• [What to produce]:
Render the part of the listing that begins at the line containing "Exercise. Point out the person's hand" and runs to the end of the listing as a numbered list. Include both ends, and leave out any blank lines.
____
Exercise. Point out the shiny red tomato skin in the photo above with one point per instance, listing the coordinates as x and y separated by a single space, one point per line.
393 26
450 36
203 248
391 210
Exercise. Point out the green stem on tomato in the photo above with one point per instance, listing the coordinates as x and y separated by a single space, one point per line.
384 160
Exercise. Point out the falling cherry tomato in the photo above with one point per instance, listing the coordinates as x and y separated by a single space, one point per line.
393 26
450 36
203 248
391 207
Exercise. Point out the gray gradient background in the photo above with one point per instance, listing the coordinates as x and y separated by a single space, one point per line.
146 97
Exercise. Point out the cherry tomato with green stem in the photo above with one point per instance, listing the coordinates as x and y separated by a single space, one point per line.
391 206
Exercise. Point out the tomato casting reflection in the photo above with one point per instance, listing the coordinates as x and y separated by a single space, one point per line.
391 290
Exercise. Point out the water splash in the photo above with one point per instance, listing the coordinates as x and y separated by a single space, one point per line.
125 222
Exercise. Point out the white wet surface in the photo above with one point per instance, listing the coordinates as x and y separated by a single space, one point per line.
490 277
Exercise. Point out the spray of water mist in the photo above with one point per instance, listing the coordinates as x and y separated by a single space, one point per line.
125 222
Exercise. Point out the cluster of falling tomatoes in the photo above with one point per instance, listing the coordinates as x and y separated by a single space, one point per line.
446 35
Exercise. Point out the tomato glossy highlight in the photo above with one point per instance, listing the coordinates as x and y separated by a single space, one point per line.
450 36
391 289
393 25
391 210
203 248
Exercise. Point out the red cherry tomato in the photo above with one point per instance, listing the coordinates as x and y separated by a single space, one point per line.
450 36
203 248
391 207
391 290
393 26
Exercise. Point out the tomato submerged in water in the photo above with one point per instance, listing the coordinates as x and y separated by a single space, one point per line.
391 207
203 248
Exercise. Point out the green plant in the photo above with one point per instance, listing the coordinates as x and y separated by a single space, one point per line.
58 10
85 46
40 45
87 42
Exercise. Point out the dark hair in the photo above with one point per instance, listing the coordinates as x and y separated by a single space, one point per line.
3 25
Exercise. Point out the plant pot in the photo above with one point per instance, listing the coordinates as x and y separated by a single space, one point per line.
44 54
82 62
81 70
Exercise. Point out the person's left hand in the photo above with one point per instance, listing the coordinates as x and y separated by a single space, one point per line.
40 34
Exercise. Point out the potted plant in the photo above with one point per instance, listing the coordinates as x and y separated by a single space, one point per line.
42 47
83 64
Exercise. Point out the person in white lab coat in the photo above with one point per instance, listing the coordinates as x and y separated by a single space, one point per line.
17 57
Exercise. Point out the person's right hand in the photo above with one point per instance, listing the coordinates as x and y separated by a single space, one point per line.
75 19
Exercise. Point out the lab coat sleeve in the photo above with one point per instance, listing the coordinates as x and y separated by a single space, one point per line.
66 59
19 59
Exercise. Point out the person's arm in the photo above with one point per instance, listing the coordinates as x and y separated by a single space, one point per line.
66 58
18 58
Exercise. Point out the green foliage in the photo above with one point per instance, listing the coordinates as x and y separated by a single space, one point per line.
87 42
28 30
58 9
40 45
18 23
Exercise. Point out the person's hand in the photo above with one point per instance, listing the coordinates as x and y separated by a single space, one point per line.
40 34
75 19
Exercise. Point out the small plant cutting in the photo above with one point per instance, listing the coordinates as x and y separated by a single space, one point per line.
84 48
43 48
____
• [Output of the task]:
1. Exercise. Point out the person's hand in the photo above with one point per instance, listing the coordinates as x and y separated by a single space, one point per line.
2. 40 34
3. 75 19
4. Exercise. Point out the small plant cutting in the photo above with one point per instance, listing the coordinates as x and y separated by a single space, one point per line.
5. 84 48
6. 43 48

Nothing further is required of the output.